Entries from a pointing dataset:
◆ ◆ ◆ ◆ ◆
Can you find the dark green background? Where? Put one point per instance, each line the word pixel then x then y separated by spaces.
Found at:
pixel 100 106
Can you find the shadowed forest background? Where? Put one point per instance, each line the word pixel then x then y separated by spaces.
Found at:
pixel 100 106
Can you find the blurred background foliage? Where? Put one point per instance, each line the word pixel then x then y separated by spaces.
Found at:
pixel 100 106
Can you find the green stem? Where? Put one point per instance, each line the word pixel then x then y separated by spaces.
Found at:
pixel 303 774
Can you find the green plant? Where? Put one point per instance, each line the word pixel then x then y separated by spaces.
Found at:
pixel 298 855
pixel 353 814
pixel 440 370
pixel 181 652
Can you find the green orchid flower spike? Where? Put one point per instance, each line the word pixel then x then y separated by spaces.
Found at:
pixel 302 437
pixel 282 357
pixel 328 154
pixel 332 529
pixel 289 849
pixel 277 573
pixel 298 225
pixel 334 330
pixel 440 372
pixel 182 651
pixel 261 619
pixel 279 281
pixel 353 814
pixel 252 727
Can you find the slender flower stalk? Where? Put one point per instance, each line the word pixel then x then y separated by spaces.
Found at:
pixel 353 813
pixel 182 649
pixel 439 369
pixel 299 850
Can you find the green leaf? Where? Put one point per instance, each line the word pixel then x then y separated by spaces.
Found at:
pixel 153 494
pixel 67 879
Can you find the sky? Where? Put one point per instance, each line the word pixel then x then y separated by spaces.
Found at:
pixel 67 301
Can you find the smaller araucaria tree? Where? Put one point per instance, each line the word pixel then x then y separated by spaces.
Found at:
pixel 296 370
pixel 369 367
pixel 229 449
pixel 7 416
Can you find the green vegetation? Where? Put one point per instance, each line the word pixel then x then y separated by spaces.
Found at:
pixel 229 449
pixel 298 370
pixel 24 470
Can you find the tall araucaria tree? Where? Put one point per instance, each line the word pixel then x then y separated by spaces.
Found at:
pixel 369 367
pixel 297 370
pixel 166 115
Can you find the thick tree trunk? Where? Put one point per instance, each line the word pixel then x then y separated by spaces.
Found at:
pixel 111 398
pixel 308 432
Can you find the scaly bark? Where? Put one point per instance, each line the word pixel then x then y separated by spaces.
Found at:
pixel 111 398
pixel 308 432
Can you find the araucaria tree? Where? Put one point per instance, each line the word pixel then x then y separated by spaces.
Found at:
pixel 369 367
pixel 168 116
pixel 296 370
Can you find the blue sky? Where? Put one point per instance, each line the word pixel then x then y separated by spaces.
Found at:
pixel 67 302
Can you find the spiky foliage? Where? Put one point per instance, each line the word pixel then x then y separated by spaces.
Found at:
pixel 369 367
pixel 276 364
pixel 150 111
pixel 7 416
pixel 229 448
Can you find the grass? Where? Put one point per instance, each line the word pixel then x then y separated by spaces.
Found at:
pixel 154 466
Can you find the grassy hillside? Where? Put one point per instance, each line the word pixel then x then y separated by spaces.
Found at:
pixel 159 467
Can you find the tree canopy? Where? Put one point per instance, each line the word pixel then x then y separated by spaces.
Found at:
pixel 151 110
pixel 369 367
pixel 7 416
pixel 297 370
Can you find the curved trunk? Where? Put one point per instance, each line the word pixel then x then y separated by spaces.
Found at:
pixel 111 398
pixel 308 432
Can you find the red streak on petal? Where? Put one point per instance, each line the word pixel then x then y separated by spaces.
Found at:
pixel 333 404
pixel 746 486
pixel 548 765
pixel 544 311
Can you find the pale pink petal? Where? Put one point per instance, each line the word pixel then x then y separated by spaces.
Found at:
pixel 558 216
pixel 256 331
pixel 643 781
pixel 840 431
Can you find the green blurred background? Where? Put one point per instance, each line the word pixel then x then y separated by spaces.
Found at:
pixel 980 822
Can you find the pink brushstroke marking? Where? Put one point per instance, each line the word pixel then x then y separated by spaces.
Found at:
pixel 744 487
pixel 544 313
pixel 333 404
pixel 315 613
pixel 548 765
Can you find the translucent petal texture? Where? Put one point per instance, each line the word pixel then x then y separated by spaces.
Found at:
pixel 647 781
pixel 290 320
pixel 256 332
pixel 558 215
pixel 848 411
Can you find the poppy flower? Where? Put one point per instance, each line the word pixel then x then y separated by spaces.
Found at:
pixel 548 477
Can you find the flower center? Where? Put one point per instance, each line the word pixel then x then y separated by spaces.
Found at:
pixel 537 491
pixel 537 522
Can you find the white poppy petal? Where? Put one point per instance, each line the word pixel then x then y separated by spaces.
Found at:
◆ ◆ ◆ ◆ ◆
• _Task directions_
Render all of the material above as a numbered list, one item per line, and leave out any blank lines.

• _Complete answer_
1. Can you find the dark green background? Where? Put one point per instance, each line the word pixel then x then y separated by spaces.
2. Found at:
3. pixel 100 106
4. Can you find the shadowed forest background? Where? Put one point per instance, each line the word pixel then x then y separated by spaces.
5. Found at:
6. pixel 100 106
7. Can you find the blurred background foliage? Where? Put one point per instance, each line the word pixel then x then y separated by spaces.
8. Found at:
9. pixel 100 106
10. Can you find the green stem? Where? Put one point per instance, each line the word pixel then x then y separated by spaces.
11. Found at:
12. pixel 303 774
13. Can you find the green plant? Where? Put one point per instance, each line the word pixel then x then y separated by spaces.
14. Found at:
15. pixel 298 855
16. pixel 353 814
17. pixel 440 370
18. pixel 181 652
19. Can you find the green orchid flower spike? Where? Put one point per instance, each line the word pixel then x then y separated by spaces.
20. Found at:
21. pixel 302 437
22. pixel 282 357
23. pixel 328 154
24. pixel 332 529
25. pixel 289 849
26. pixel 277 573
27. pixel 298 225
28. pixel 334 330
29. pixel 440 372
30. pixel 182 651
31. pixel 261 619
32. pixel 279 281
33. pixel 353 814
34. pixel 252 727
35. Can you find the slender flower stalk? Where? Put one point per instance, each line the word pixel then x then y separated by spaces.
36. Found at:
37. pixel 353 813
38. pixel 182 649
39. pixel 439 369
40. pixel 299 850
41. Can you find the green leaf? Where? Put one point per instance, each line the word pixel then x then y separated by spaces.
42. Found at:
43. pixel 153 494
44. pixel 67 879
45. Can you find the sky? Where? Put one point per instance, each line the word pixel then x then y separated by spaces.
46. Found at:
47. pixel 67 301
48. Can you find the smaller araucaria tree? Where? Put one point per instance, each line the word pixel then x then y separated by spaces.
49. Found at:
50. pixel 296 370
51. pixel 369 367
52. pixel 229 449
53. pixel 7 416
54. Can you find the green vegetation? Where? Put one point per instance, each line the word pixel then x then y separated by spaces.
55. Found at:
56. pixel 229 449
57. pixel 298 370
58. pixel 24 470
59. Can you find the tall araucaria tree? Where? Put one point per instance, each line the word pixel then x then y separated by spaces.
60. Found at:
61. pixel 369 367
62. pixel 297 370
63. pixel 166 115
64. Can you find the thick tree trunk? Where? Put one point per instance, each line the word pixel then x then y separated by spaces.
65. Found at:
66. pixel 111 398
67. pixel 308 432
68. Can you find the scaly bark? Where? Put one point per instance, each line the word pixel then x then y separated by spaces.
69. Found at:
70. pixel 111 398
71. pixel 308 432
72. Can you find the araucaria tree? Where? Put one point per instance, each line the word pixel then x then y separated by spaces.
73. Found at:
74. pixel 369 367
75. pixel 168 116
76. pixel 296 370
77. Can you find the blue sky? Where? Put one point per instance, each line the word pixel then x then y separated by spaces.
78. Found at:
79. pixel 67 302
80. Can you find the spiky foliage? Where? Put one point per instance, each line the word pixel then x then y separated by spaces.
81. Found at:
82. pixel 369 367
83. pixel 276 364
84. pixel 150 111
85. pixel 7 416
86. pixel 229 448
87. Can you find the grass? Where? Put one point per instance, each line the word pixel then x then y separated by spaces.
88. Found at:
89. pixel 154 466
90. Can you find the grassy hillside? Where? Put one point per instance, each line the word pixel then x then y separated by spaces.
91. Found at:
92. pixel 159 467
93. Can you find the tree canopy? Where? Put one point per instance, each line the word pixel then x then y separated by spaces.
94. Found at:
95. pixel 151 110
96. pixel 369 367
97. pixel 7 416
98. pixel 297 370
99. Can you find the curved trunk? Where? Put one point per instance, each line the word pixel then x then y separated by spaces.
100. Found at:
101. pixel 111 398
102. pixel 308 432
103. Can you find the red streak on petal? Where? Put one point per instance, each line the word pixel then x then y separated by spaces.
104. Found at:
105. pixel 333 404
106. pixel 746 486
107. pixel 548 765
108. pixel 544 311
109. Can you find the pale pink petal? Where? Put one point per instance, each line the word pixel then x then y separated by spaces.
110. Found at:
111. pixel 558 216
112. pixel 256 331
113. pixel 643 781
114. pixel 840 431
115. Can you find the green blurred background? Where? Put one point per instance, each line the word pixel then x then y separated by spaces.
116. Found at:
117. pixel 980 822
118. Can you find the pink brushstroke marking? Where? Put one point per instance, each line the word pixel then x then y separated by spaces.
119. Found at:
120. pixel 744 487
121. pixel 544 313
122. pixel 333 404
123. pixel 315 613
124. pixel 548 765
125. Can you find the translucent petal texture? Where? Put one point per instance, each line the word pixel then x then y separated by spaces.
126. Found at:
127. pixel 647 781
128. pixel 290 320
129. pixel 256 332
130. pixel 558 215
131. pixel 848 411
132. Can you find the poppy flower? Where? Put one point per instance, each line the word pixel then x then y separated by spaces.
133. Found at:
134. pixel 548 477
135. Can you find the flower center? Where? Put one point per instance, each line the word pixel then x then y separated by spaces.
136. Found at:
137. pixel 537 491
138. pixel 537 522
139. Can you find the white poppy petal? Where? Put one point per instance, each line the word pixel then x then y separated by spaces.
140. Found at:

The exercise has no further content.